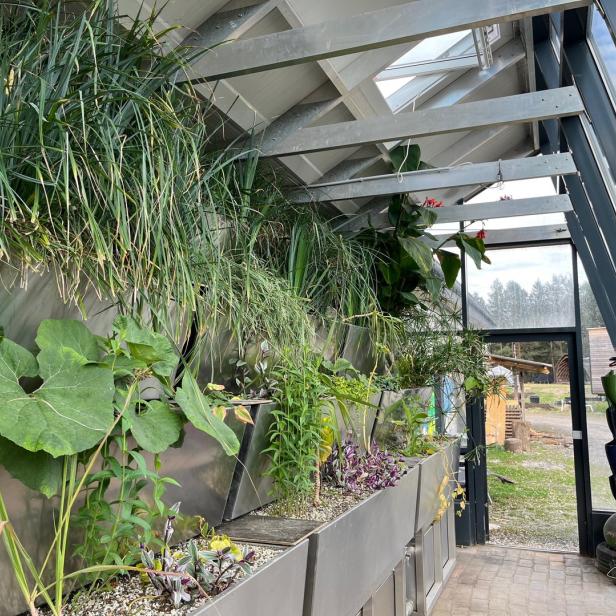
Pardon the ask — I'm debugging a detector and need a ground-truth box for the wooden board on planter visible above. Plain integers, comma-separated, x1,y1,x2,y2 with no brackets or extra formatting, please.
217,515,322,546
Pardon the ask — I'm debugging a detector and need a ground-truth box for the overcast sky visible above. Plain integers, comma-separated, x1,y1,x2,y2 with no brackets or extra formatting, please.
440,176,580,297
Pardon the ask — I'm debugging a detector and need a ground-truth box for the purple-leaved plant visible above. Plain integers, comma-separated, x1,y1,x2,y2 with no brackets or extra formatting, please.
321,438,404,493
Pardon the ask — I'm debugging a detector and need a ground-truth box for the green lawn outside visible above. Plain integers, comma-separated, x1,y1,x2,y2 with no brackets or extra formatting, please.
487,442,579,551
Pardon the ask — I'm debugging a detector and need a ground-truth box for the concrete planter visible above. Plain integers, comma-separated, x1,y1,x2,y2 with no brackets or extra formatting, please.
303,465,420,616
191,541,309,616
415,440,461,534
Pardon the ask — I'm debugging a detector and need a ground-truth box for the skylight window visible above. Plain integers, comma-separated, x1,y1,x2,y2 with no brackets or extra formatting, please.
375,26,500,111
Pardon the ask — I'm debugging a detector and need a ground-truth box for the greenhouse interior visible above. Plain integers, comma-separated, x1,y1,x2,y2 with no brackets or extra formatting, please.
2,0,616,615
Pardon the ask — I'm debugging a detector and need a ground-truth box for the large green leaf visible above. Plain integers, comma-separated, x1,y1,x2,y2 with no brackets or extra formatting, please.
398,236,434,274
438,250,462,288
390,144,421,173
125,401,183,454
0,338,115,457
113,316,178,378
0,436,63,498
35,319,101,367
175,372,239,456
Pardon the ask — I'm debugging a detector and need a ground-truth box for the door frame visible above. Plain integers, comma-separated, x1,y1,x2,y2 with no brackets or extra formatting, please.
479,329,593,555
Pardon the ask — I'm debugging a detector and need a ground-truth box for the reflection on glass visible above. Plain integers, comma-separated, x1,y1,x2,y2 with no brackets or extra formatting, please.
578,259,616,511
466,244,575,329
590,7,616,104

[Task to carry out] One line above contains "for the reflection". Output that line and each one after it, word for word, and nothing else.

[Task result]
Pardon the ask — I'm debugging a detector and need a ground-truth box for the reflection on glass visible above. Plain integers, comma-separated, x1,y1,x2,y2 with no brackets or extra formatting, please.
578,259,616,511
466,244,575,329
590,7,616,104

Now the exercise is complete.